What is asked
Copy out the listing from the line containing "Target: red dress" through its end, replacing each "instance" with "object" and leaving everything else unchanged.

Material supplied
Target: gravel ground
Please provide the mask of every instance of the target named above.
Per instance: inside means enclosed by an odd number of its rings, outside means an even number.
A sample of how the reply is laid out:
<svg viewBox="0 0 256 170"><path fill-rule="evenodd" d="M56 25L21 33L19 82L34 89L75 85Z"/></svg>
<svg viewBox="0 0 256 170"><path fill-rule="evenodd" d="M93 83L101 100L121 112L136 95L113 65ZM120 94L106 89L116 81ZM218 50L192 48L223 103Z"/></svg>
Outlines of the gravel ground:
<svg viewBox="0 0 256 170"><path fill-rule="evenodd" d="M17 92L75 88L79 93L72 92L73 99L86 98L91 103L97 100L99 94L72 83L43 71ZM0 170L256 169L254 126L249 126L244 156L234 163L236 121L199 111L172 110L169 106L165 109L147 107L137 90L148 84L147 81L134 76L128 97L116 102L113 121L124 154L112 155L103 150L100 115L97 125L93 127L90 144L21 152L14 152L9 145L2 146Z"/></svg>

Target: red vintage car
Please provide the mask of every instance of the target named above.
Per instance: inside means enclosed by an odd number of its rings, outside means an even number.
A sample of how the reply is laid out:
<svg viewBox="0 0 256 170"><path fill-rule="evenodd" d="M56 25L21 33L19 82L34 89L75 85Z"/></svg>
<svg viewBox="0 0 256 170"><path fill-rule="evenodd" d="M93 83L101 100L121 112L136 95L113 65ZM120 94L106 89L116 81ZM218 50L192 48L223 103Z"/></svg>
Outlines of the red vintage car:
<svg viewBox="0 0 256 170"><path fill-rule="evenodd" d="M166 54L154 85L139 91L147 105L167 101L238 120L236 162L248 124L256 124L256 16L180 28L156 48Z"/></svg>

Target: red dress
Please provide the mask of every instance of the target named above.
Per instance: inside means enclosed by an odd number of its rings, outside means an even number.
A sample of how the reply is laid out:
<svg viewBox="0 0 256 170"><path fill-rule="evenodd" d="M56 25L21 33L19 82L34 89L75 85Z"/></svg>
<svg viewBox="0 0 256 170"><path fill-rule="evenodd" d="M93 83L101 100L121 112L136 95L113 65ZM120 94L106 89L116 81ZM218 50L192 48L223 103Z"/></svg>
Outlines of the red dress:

Solved problem
Target: red dress
Please provide the mask of every object of the target named above.
Per object: inside means enclosed by an odd number of its rings, outside means an even number.
A sample of how the reply is laid out:
<svg viewBox="0 0 256 170"><path fill-rule="evenodd" d="M56 25L21 33L19 82L34 89L75 85Z"/></svg>
<svg viewBox="0 0 256 170"><path fill-rule="evenodd" d="M93 83L101 100L121 112L136 95L113 65ZM120 94L106 89L116 81ZM218 50L192 48L223 103Z"/></svg>
Outlines of the red dress:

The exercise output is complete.